*** Provided data ***

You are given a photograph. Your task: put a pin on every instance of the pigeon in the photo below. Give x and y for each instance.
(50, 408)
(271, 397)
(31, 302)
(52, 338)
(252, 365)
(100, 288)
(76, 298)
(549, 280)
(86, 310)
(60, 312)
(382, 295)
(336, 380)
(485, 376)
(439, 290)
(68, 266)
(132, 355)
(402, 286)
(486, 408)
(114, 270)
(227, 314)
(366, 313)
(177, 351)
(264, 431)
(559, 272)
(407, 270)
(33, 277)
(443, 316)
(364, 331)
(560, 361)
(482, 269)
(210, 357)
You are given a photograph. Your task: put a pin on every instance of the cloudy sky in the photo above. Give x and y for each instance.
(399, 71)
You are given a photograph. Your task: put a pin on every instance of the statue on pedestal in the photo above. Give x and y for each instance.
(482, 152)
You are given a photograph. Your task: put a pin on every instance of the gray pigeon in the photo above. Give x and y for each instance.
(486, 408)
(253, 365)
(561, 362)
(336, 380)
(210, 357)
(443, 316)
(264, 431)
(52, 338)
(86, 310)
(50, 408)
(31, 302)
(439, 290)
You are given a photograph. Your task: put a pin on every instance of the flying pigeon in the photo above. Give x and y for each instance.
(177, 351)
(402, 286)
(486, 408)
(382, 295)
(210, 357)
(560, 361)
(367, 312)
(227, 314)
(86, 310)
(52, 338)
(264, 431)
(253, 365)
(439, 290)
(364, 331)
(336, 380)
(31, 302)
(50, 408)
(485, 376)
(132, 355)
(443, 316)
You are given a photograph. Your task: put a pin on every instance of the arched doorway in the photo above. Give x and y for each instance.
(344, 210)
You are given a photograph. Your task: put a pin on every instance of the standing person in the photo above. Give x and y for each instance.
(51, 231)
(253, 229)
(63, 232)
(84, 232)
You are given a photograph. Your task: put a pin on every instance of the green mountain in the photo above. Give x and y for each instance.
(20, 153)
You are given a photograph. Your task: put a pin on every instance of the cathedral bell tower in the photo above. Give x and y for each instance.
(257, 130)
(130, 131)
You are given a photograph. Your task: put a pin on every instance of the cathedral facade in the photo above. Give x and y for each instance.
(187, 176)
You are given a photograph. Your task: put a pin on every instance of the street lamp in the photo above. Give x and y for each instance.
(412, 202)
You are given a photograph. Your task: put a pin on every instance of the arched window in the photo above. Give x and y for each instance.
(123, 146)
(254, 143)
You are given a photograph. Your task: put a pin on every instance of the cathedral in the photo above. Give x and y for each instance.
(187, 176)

***
*** Provided data ***

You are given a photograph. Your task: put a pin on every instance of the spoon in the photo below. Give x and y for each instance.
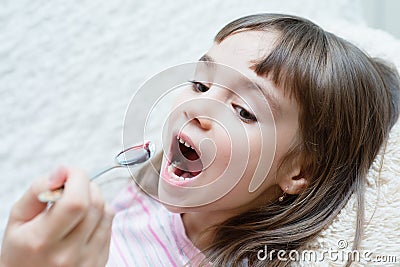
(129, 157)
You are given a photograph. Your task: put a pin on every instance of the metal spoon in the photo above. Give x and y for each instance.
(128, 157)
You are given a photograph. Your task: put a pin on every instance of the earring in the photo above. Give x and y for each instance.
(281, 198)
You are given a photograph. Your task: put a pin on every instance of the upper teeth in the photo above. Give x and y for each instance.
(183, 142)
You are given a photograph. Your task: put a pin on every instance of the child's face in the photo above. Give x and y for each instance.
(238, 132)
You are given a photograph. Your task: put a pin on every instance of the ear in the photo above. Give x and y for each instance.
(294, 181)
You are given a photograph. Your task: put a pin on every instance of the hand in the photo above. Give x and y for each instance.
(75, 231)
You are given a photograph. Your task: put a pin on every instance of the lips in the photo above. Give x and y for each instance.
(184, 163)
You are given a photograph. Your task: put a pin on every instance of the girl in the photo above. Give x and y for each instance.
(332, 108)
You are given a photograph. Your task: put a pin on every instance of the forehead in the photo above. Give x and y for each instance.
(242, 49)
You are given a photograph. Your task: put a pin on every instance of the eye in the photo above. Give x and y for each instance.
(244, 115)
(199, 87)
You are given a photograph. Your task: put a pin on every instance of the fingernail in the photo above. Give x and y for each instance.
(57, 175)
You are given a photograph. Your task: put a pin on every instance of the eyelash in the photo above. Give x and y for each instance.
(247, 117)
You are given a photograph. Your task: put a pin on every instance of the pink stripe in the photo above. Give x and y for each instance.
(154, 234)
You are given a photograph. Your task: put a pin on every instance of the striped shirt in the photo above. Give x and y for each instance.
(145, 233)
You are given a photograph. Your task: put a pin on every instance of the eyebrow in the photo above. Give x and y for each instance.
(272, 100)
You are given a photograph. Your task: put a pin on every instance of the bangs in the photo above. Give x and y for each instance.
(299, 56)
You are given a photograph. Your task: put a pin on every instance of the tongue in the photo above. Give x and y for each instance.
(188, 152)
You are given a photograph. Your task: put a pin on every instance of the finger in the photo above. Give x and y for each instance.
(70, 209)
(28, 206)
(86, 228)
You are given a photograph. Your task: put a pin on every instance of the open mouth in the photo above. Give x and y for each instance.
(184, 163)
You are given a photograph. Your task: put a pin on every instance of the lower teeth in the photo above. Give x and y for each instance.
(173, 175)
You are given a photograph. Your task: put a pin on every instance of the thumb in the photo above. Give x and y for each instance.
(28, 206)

***
*** Provided data ***

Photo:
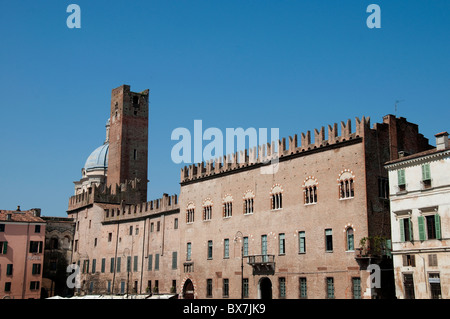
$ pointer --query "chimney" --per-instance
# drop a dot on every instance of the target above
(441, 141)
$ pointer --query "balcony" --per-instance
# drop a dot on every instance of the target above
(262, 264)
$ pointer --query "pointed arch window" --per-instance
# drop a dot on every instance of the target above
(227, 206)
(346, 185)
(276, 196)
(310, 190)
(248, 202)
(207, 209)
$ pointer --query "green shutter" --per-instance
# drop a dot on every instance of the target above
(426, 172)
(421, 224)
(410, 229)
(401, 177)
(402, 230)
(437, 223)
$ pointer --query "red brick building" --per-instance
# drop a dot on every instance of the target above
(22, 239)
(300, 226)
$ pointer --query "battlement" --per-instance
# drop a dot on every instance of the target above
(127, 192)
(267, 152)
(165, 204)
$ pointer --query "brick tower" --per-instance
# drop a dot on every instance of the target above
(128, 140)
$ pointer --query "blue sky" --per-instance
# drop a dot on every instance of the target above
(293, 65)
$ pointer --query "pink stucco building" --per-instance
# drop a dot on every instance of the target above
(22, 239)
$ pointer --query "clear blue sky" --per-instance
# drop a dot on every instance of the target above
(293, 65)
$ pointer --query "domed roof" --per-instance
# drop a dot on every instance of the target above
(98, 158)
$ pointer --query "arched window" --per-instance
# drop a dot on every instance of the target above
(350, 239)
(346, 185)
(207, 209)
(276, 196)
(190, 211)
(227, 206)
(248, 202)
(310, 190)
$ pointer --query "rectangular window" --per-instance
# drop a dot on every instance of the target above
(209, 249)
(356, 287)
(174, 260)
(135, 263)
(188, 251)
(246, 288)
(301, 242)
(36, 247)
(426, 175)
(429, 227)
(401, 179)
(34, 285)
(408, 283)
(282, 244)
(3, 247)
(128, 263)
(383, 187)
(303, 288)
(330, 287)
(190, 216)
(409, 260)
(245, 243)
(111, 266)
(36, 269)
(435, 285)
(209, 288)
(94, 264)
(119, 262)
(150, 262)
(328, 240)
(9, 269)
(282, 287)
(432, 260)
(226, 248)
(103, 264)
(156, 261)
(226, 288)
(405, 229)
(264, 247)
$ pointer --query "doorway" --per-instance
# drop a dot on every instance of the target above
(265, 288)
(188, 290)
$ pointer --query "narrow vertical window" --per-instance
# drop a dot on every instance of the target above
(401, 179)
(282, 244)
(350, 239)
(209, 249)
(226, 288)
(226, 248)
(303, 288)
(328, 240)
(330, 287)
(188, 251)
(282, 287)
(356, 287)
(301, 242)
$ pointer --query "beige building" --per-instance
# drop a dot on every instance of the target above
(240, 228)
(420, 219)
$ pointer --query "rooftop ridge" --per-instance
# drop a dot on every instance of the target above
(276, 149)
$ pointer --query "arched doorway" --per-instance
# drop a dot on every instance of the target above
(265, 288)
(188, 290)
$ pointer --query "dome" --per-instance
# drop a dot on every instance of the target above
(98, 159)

***

[Short task]: Tally the lines in the records above that contain the word "teeth". Reply with the number alone.

[Reply to the task]: 2